┌────────
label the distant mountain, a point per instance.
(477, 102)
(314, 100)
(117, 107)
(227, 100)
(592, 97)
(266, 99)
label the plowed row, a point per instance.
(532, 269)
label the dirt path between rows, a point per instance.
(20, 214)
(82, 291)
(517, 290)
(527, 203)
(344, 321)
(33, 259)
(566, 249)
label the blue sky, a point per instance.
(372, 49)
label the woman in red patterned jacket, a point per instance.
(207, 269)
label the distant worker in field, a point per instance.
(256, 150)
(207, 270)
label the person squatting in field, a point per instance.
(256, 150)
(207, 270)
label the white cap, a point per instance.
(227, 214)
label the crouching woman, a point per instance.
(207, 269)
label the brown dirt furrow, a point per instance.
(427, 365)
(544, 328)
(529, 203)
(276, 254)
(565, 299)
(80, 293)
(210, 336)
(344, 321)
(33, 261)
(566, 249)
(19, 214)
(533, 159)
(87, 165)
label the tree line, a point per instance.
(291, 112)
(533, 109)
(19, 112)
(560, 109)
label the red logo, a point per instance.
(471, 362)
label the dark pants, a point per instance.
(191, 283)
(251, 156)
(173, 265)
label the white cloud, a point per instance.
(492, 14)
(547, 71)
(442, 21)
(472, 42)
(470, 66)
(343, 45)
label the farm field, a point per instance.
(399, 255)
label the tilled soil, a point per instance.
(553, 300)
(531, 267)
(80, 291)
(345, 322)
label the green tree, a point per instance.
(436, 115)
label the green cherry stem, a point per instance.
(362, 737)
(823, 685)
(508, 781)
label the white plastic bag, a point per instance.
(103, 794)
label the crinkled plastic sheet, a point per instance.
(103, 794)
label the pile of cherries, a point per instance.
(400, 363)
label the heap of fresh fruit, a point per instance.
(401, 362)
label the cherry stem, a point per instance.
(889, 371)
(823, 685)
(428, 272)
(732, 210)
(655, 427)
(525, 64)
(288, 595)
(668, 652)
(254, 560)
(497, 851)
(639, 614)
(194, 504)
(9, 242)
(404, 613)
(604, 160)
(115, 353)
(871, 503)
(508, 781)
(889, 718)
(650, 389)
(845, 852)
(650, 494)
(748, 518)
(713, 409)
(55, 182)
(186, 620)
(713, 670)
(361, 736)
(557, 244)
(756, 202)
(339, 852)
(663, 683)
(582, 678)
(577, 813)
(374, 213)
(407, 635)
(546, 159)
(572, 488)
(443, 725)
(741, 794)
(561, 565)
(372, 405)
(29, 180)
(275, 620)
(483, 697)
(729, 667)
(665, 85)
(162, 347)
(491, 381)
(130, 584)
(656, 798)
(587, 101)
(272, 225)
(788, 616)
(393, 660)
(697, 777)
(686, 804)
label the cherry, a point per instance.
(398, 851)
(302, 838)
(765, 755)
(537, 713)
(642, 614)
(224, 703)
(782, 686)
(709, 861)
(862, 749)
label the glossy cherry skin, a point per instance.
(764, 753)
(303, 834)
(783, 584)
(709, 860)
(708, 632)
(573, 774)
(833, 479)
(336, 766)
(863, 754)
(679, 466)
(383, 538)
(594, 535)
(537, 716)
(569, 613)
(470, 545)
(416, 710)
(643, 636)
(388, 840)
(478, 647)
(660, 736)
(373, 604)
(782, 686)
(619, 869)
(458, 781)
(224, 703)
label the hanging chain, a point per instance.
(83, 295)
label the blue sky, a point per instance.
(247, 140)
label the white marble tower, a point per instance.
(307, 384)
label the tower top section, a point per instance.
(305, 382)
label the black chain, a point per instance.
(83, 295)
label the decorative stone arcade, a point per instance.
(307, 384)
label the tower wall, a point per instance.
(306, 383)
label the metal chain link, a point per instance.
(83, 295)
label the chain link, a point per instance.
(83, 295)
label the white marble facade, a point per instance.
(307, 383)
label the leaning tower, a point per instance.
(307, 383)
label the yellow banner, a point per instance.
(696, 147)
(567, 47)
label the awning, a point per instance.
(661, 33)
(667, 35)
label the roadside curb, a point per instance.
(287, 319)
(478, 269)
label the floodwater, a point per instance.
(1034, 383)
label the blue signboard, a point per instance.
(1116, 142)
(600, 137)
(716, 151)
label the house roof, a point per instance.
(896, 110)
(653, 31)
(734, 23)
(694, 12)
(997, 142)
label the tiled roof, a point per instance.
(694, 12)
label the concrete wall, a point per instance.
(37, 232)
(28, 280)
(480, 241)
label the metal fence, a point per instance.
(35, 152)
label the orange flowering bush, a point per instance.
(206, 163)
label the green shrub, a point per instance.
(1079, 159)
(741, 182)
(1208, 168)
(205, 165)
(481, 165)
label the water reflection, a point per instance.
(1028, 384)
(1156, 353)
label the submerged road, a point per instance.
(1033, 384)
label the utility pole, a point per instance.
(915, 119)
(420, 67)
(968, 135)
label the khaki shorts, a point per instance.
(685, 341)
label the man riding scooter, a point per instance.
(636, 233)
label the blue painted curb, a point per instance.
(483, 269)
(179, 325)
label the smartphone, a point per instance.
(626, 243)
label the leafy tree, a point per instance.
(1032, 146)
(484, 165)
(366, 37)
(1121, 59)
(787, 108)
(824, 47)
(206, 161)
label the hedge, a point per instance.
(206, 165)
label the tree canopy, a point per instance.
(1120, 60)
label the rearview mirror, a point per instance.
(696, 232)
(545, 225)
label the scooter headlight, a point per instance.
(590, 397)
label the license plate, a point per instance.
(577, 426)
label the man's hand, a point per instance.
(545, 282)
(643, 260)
└────────
What you need to do –
Can you format the data from the line containing "label the man riding" through the end as a numbered list, with blank lines left out?

Answer to the task –
1. label the man riding scooter, a point per instance.
2. (636, 233)
3. label the blue painted curb, a point per instance.
4. (483, 269)
5. (179, 325)
6. label the smartphone, a point per instance.
7. (626, 243)
8. label the leafy tree, a point per instance.
9. (1032, 146)
10. (484, 165)
11. (366, 37)
12. (1121, 59)
13. (787, 108)
14. (824, 47)
15. (206, 161)
16. label the hedge, a point per instance.
17. (206, 165)
18. label the tree canopy, a point per instance.
19. (1120, 60)
20. label the rearview mirror, a point per instance.
21. (696, 232)
22. (545, 225)
23. label the scooter headlight, a point per instance.
24. (590, 397)
25. label the license plate, a point per instance.
26. (577, 426)
27. label the man's hand, a point per instance.
28. (545, 282)
29. (643, 260)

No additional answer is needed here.